◆ **Exercise brief**
Would it be possible to quote, exactly and in full, the lines from the one with "Mark a point on each instance of the white window" through the end of the entries below?

>> start

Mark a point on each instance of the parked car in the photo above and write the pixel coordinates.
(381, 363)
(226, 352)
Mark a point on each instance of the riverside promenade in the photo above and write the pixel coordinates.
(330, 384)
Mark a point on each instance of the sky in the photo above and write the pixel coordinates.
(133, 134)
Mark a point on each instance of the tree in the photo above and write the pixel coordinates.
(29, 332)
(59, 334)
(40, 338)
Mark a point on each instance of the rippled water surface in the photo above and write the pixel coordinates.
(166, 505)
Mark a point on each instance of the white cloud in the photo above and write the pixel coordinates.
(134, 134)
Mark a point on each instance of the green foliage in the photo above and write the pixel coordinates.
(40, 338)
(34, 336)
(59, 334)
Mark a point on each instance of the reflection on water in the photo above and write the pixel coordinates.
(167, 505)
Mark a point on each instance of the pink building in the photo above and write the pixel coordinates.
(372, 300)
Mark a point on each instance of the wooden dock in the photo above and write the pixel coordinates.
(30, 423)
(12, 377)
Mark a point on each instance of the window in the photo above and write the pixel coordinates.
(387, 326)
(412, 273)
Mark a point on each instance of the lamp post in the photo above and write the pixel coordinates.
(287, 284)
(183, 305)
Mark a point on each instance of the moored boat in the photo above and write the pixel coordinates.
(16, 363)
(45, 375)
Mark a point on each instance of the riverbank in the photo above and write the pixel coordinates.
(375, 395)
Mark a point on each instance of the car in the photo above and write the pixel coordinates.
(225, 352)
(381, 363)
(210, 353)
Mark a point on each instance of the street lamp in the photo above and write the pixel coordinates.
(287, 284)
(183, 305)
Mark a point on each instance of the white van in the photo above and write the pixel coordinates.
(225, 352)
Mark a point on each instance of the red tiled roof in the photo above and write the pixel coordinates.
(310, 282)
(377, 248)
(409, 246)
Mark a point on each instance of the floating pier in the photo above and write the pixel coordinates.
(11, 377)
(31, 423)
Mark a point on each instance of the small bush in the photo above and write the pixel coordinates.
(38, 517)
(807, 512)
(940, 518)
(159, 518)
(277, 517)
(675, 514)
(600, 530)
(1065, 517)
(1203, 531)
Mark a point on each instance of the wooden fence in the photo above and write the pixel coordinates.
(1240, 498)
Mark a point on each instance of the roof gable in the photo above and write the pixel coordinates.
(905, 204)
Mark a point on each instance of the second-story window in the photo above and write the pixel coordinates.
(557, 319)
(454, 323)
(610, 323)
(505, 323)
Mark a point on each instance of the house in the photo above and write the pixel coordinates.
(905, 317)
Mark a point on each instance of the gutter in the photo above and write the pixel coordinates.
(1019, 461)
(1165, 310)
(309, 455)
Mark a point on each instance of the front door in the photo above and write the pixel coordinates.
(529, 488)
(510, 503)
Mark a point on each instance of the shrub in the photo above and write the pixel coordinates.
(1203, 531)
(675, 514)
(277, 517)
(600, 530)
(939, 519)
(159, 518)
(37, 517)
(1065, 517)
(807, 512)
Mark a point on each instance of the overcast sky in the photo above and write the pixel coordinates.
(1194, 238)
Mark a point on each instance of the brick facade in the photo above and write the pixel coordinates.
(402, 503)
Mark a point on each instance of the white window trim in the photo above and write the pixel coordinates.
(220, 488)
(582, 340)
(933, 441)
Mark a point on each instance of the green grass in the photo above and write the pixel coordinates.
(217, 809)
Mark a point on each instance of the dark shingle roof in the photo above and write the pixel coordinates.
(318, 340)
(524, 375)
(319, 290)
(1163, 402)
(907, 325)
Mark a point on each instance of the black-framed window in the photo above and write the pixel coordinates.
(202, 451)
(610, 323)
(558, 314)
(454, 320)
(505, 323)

>> end

◆ **The completed task**
Mark a point on each instance of the white window trim in the photo above and write the pixel coordinates.
(220, 488)
(582, 340)
(933, 441)
Mark a point on each instance of the green grass in the photo above and write the pixel coordinates.
(217, 809)
Mark a point on each instance of the dark shingle roof in the photo above and write the pixel coordinates.
(318, 340)
(524, 375)
(319, 290)
(1163, 402)
(907, 325)
Mark a point on each instance of the black-framed window in the photo above and write the pixel coordinates.
(202, 451)
(610, 323)
(558, 314)
(454, 320)
(505, 323)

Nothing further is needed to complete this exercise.